--- Start of Records provided ---

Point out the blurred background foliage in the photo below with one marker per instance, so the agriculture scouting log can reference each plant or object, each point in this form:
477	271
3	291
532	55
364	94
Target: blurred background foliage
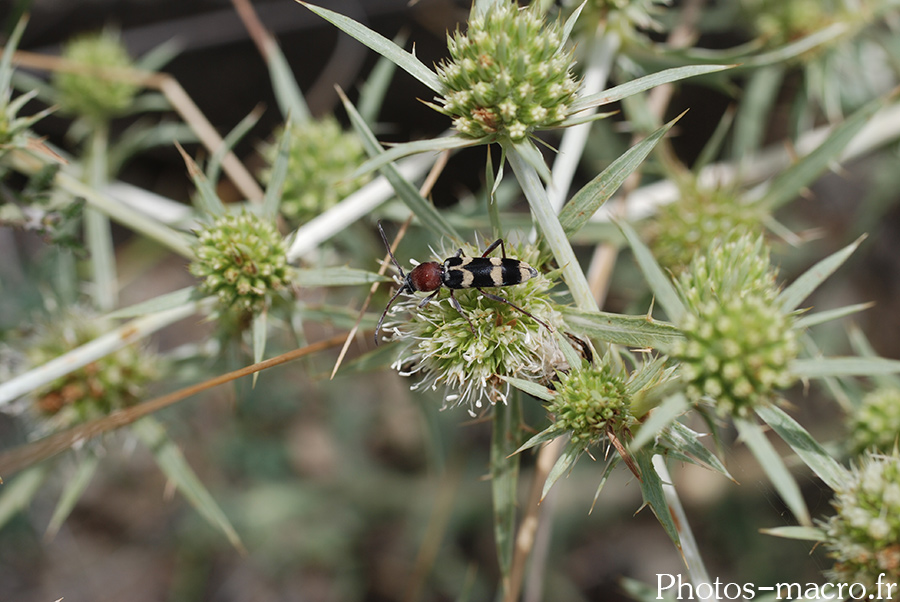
356	488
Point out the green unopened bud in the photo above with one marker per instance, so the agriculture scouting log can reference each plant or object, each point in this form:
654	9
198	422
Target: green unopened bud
876	423
864	535
590	403
695	220
110	383
738	340
507	75
242	259
98	98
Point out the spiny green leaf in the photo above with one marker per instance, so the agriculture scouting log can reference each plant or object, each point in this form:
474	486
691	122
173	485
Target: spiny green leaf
545	436
794	532
373	91
533	157
659	419
161	303
72	492
772	464
532	388
287	92
6	69
809	450
589	199
563	464
789	183
398	151
381	45
421	207
644	83
504	480
822	367
831	314
688	441
801	288
634	331
171	461
654	496
659	282
259	333
17	492
336	276
213	168
275	187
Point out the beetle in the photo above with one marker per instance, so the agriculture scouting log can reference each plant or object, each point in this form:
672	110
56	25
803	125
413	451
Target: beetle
460	272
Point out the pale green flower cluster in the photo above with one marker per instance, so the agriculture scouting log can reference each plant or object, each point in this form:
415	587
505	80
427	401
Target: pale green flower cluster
864	536
738	341
98	98
444	353
876	423
242	259
322	156
109	383
508	74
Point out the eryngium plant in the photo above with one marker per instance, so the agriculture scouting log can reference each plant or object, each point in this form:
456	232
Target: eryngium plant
242	260
508	74
98	98
738	341
864	535
441	349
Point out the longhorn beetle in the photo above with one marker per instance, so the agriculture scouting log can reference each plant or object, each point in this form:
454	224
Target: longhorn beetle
460	272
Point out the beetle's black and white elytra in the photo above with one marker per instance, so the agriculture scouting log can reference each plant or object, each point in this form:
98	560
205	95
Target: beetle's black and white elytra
459	272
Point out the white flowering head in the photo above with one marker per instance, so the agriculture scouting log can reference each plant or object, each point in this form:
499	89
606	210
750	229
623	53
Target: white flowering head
508	75
443	352
863	536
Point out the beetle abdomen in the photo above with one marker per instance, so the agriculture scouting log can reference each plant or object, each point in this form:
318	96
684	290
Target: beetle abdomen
471	272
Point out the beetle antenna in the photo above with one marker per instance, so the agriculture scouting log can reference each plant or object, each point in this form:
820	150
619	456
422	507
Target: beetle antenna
400	290
384	313
391	253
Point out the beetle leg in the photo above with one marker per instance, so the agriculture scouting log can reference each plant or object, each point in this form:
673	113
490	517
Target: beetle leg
514	306
425	301
455	303
493	245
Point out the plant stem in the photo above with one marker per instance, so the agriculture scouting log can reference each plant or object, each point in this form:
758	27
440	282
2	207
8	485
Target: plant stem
504	481
135	220
96	225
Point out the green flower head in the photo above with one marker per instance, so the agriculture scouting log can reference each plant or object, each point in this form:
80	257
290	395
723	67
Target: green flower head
97	98
322	155
876	422
442	350
738	340
695	220
591	403
242	259
863	536
110	383
508	75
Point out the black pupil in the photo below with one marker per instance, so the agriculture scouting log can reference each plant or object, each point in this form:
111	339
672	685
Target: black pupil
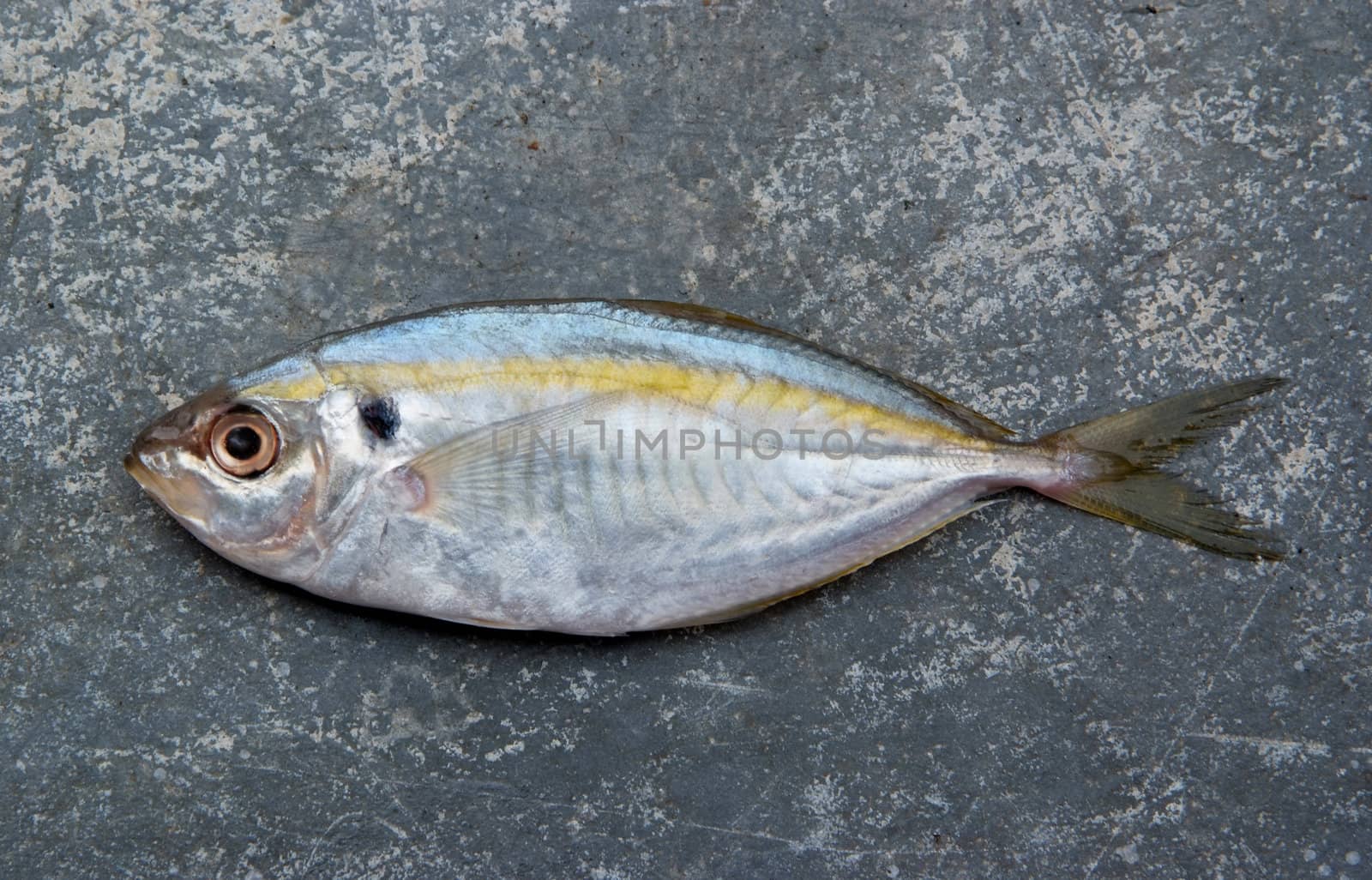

--- End of Records provided ---

[To be done]: Return every one of the records above word for word, leaving out the pictures.

[Complete response]:
Point out the blurred background foliage in the photo below with one marker per instance, so the agriculture scouting log can reference each plant or object, each point in this form:
477	271
3	291
532	55
364	94
Target: blurred background foliage
356	488
Point out the green unopened bud in the photo above with one marker per instance, so the agriculture scouting log can reference each plant or object, each point in this form:
654	9
198	422
Target: green unopened bud
876	423
864	535
590	403
695	220
110	383
738	340
507	75
242	259
98	98
Point out the spiny green leaf in the photo above with one marker per instance, so the agriculture scouting log can reference each plant or object, each point in this form:
474	486
691	122
173	485
Target: spiny green leaf
545	436
794	532
373	91
533	157
659	419
161	303
72	492
772	464
532	388
287	92
6	69
809	450
589	199
563	464
789	183
398	151
381	45
421	207
644	83
504	480
822	367
831	314
688	441
801	288
634	331
171	461
654	496
659	282
259	333
17	492
336	276
213	168
275	187
Point out the beetle in the photo above with one marker per instance, so the agriculture scouting log can reference each plant or object, each point in this form:
672	110
56	25
803	125
413	451
Target: beetle
460	272
Point out the pale green flower cluster in the photo above with one marker per instance, so the agriculture scouting log can reference each plant or object, each point in this form:
415	587
505	80
427	401
Target: pale green flower cluster
864	536
738	341
98	98
444	353
876	423
242	259
322	156
109	383
508	74
Point out the eryngium plant in the photo above with one marker per instance, so the agriculture scouting log can reference each plant or object, each point in this form:
456	232
Target: eryngium plant
242	260
508	74
98	98
738	341
864	535
441	349
Point out the longhorn beetle in the photo above with one marker per instance, so the agriculture scouting log can reference each plant or object, each point in this form:
454	224
Target: longhorn beetle
460	272
Point out the beetle's black and white elytra in the photo above with one marker per instance, so the agriculture scouting log can reference each plant or object, each point in this form:
98	560
205	95
Target: beetle's black and white elytra
459	272
Point out the white flowering head in the photo above with one marker per instance, so the agriculture scouting log can reference each plant or object, each point in this form:
499	89
606	210
750	229
623	53
Target: white flowering head
508	75
443	352
863	536
Point out the beetle abdomen in the photo above with one marker per instance, so the agriculture scouting log can reference each plant or object, each point in this form:
318	96
684	290
Target: beetle abdomen
471	272
Point out the beetle antenna in the photo above with one marker per instance, so the agriculture scouting log can reference each plant or object, each point in this form:
820	150
619	456
422	507
Target: beetle antenna
400	290
384	313
391	253
Point out the beetle leg in the photo above with one marker per instance, so the agriculture scouting log can reference each plant or object, each point in this form:
673	113
490	517
Target: beetle leg
514	306
425	301
455	303
493	245
Point out the plant stem in the photo above with one marker per instance, so the agriculture scouting log can reference each plant or object, each point in this form:
758	27
440	282
2	207
8	485
Target: plant stem
504	481
135	220
96	225
Point out the green flower head in the photo above with one marker per instance, so the agriculture scouting log can reference each plant or object, each point in this form:
80	257
290	395
723	67
Target: green flower head
97	98
322	155
876	422
442	350
738	340
695	220
591	403
242	259
863	536
110	383
508	75
Point out the black pupil in the photo below with one marker per instance, so the agriculture scouting log can reference each plant or object, each point in this form:
111	339
672	685
Target: black pupil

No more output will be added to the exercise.